— start of Data extract —
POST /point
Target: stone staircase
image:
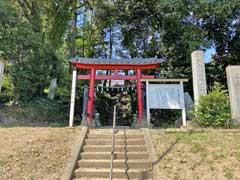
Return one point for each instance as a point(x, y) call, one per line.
point(131, 161)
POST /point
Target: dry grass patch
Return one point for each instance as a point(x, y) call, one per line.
point(209, 155)
point(35, 153)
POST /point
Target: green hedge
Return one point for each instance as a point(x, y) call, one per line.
point(213, 109)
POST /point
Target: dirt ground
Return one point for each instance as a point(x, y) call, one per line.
point(35, 153)
point(206, 156)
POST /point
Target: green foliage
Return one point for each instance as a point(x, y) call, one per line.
point(38, 110)
point(7, 89)
point(213, 109)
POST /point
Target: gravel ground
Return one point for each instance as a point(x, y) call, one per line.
point(35, 153)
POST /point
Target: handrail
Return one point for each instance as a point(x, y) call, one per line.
point(113, 144)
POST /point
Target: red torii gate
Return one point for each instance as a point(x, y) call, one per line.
point(93, 64)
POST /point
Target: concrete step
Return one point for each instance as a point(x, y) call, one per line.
point(117, 136)
point(104, 173)
point(108, 179)
point(118, 131)
point(119, 164)
point(118, 155)
point(117, 142)
point(118, 148)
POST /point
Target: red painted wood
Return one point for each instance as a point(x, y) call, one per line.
point(139, 95)
point(91, 96)
point(113, 77)
point(115, 66)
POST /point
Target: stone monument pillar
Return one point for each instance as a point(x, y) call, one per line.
point(233, 80)
point(199, 75)
point(1, 73)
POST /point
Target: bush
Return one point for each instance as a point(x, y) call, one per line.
point(213, 109)
point(38, 110)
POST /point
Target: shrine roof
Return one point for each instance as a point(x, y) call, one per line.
point(142, 63)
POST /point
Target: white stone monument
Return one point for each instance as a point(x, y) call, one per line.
point(233, 79)
point(52, 89)
point(1, 73)
point(199, 75)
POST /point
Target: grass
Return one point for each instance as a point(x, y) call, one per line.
point(228, 173)
point(202, 155)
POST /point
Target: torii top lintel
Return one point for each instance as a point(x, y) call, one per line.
point(116, 64)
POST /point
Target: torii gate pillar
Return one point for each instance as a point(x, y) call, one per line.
point(91, 96)
point(139, 95)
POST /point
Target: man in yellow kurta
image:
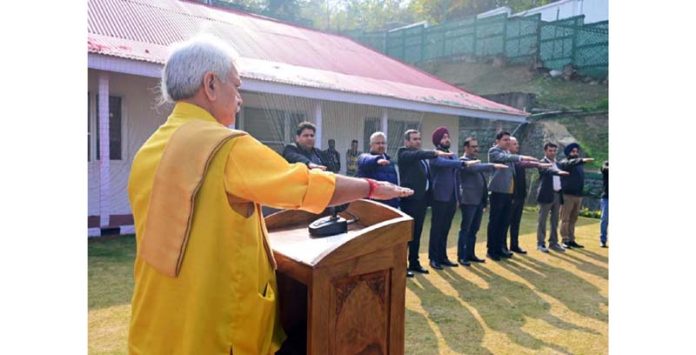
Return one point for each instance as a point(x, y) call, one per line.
point(204, 272)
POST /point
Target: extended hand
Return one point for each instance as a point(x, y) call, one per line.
point(527, 157)
point(472, 162)
point(388, 191)
point(316, 166)
point(440, 153)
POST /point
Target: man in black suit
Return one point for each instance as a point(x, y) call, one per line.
point(519, 195)
point(474, 199)
point(303, 151)
point(414, 172)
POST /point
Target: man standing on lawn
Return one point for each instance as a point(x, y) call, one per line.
point(502, 187)
point(519, 195)
point(572, 186)
point(414, 170)
point(446, 197)
point(204, 272)
point(474, 199)
point(550, 198)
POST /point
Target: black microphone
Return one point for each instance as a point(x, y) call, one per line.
point(330, 225)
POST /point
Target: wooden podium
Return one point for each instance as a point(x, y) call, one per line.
point(343, 294)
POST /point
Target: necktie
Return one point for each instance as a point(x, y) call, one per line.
point(426, 166)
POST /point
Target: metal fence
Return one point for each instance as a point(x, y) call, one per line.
point(517, 39)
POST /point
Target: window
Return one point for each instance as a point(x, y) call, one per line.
point(371, 126)
point(395, 130)
point(274, 128)
point(115, 134)
point(89, 130)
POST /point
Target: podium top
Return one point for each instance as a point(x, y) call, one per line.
point(378, 227)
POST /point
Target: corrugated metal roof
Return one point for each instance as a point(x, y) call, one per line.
point(271, 51)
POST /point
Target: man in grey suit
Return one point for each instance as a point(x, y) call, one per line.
point(474, 198)
point(502, 186)
point(550, 198)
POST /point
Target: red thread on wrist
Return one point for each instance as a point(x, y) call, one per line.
point(373, 187)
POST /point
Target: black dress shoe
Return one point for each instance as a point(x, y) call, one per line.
point(449, 263)
point(464, 262)
point(418, 268)
point(575, 245)
point(518, 250)
point(435, 265)
point(476, 260)
point(493, 257)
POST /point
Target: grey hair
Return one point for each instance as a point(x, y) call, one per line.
point(190, 60)
point(377, 134)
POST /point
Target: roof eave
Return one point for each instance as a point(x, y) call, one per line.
point(154, 70)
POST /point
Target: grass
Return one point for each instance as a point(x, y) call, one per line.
point(536, 303)
point(485, 79)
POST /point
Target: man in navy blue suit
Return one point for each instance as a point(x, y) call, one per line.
point(446, 197)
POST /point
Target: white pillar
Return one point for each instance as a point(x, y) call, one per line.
point(318, 123)
point(104, 154)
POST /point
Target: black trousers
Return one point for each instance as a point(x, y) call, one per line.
point(471, 221)
point(498, 221)
point(515, 217)
point(416, 209)
point(443, 212)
— end of Data extract —
• [Set exercise]
Please rewrite the records starting at the beginning and ending at the line containing "point(206, 156)", both included, keeping the requests and multiplying every point coordinate in the answers by 1.85, rounded to whole numbers with halves rounded up. Leave the pictures out of the answer.

• [Answer to this task]
POST /point
Target: stone staircase
image:
Return one point for each instance as a point(x, y) call, one per line.
point(242, 298)
POST /point
Target: dry grass patch
Return one point for each instance as a point(x, y) call, one per line.
point(387, 287)
point(65, 283)
POST /point
Target: green hedge
Return one point for each instance as a point(x, y) call, one per line.
point(394, 202)
POST /point
Target: dirt ground
Return one point for each instance as a point(x, y) call, one per line.
point(65, 283)
point(381, 289)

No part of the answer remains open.